STATED GOAL 1 » Tally the lines of the records that contain the string "thin", where case counts. Give only the number.

But it’s super important, especially in situations like this guy was involved in where he’s involved with a girl that’s on the rebound, that you don’t mess with her sense of freedom, because she’s already sensitive. And so, by doing this you create the conditions where her attraction goes up. She starts to pursue you more, and it becomes her idea to be with you. And the problem with this guy, I mean, he admits he knows some of his mistakes he made, but also trying to lock her down to a commitment after four months was just not the right move. And that’s probably part of what created a problem for the situation he’s in now.
Good day Corey,
I was dating this girl for over 7 months. From the beginning, she told me that she was “healing” from a previous relationship and needed to take things slow.
So, that should be something that makes your spidey sense tingle. It’s a little bit of a red flag. It’s the kind of thing makes you go, did she make poor relationship choices in the past? Typically, women that do often do so because they have a low self-esteem, low self-worth. And being with somebody that’s abusive validates their model of the world. People act consistently with how they view themselves to be, whether the view is accurate or not. And so, if she has a low self-esteem and low self-worth, and she doesn’t think she’s a very good person, she’s going to be drawn to somebody that makes her feel like she’s not a very good person and not very worthy and tolerate abuse, because it probably makes her feel similar to the environment that she grew up in, even though it might have been totally dysfunctional.
And so, when you hear these kinds of things, you should be like, oh, maybe she’s just passing through. She’s a bit of a drifter. Just treat her as one of the potential candidates, not ideally somebody you want to think about getting serious with. And this is where exercising emotional self-control comes in. Because a lot of guys, when they hear that, they go, “I’m going to be such an awesome guy. You’re going to see how awesome I can be, and I’ll be so much better than that last guy, you’ll see. And we’ll live happily ever after.” And, they turn into Captain Save-a-Hoe. They want to white knight, and solve her problems, and pay her bills and do the things that they saw in the movies growing up, that when you encounter people like this that are still in the process of healing, you can fix them. You can turn them into the perfect woman. You’ve got a fixer upper.
That’s not what you’re looking for. You’re looking for a happy, whole, complete person, somebody to share your own completeness with. You’re not looking for somebody and you don’t want to find somebody that’s also looking for somebody to complete them, because you’re always going to be disappointed. Because people just simply, by their words and their actions or the things they do, if you have unreasonable expectations, they are not going to match them.
I explained I was okay with that as long as things aren’t going backwards.
So, that right there says, “I want a girlfriend, I’m looking for a relationship. I want to lock you down.” That’s the vibe that he’s giving off by saying something like that. The right attitude is, “Hey, let’s just hang out and have some fun and see what happens, see where it goes. No pressure. No stress.” Because you’ve got to think about every time you interact with her, if she feels good, if she feels positive, if she becomes happier, she can come and go as she pleases, every time you’re around her, it gives her good feelings, then she’s going to associate being with you with good feelings and good things and good tidings.

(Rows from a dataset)

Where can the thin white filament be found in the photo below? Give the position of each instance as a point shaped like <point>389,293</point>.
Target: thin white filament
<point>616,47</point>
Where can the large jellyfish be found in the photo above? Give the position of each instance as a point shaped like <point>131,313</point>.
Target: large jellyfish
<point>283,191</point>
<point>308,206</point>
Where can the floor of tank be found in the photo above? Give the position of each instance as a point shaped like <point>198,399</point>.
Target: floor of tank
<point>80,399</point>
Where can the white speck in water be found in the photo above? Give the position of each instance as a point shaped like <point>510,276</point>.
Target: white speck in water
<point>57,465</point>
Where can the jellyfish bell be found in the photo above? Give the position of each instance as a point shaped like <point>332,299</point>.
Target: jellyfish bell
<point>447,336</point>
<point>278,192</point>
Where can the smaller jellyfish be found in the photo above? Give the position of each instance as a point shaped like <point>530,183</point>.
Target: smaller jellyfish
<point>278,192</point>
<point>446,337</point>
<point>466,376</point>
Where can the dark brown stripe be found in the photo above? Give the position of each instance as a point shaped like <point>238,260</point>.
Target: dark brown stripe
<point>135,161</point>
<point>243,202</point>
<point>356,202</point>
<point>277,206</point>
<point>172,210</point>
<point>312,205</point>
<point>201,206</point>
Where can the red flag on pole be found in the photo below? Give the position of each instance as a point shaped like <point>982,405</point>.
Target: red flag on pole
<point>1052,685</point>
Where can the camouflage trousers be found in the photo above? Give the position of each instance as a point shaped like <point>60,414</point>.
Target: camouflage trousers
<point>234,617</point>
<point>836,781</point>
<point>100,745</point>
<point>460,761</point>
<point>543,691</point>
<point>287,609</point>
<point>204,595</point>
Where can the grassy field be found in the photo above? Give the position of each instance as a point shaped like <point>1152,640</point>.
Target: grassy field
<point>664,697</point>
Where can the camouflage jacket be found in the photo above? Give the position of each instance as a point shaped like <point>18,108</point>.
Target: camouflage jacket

STATED GOAL 2 » In the dating advice text, condense the paragraph beginning "That's not what you're looking for" into a short bulleted list that keeps its main points.

OUTPUT 1 » 2

OUTPUT 2 »
- You're looking for a happy, whole, complete person to share your own completeness with.
- You don't want someone who is looking for somebody to complete them, because you'll always be disappointed.
- If your expectations are unreasonable, people's words and actions won't match them.